Turn every line of the records below into a numbered list, leaving out any blank lines.
--- begin SUPPLIED INFORMATION ---
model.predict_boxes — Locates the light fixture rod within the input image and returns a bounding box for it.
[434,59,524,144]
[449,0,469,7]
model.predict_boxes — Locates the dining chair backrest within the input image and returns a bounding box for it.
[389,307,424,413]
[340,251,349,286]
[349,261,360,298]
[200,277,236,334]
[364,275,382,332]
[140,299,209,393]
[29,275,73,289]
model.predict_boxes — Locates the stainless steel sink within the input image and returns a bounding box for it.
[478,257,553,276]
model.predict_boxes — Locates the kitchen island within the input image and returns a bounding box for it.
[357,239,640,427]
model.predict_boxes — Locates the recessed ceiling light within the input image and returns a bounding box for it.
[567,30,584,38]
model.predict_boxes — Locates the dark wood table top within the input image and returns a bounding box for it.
--- end SUPPLIED INFORMATION ---
## SOLUTION TO THE PROBLEM
1. model.predict_boxes — Locates the light fixture rod within the input image and returns a bounding box for it.
2. [434,59,524,144]
3. [449,0,469,7]
4. model.predict_boxes — Locates the dining chair backrest within the input image and returns a bounding box for it.
5. [389,307,424,413]
6. [340,251,349,286]
7. [349,261,360,298]
8. [200,277,236,334]
9. [364,275,382,332]
10. [140,299,209,393]
11. [29,275,73,289]
12. model.predict_boxes — Locates the stainless steel sink within the input image and returns a bounding box for it.
13. [478,257,553,276]
14. model.predict_boxes — Locates the kitchen island within the input image and returns a bounding box for it.
15. [357,239,640,427]
16. model.predict_boxes — Locates the recessed ceiling light within the input image and returns a bounding box for it.
17. [567,30,584,38]
18. model.predict_boxes — Locates the dark wood table top within the input image and returns a bounding box for it.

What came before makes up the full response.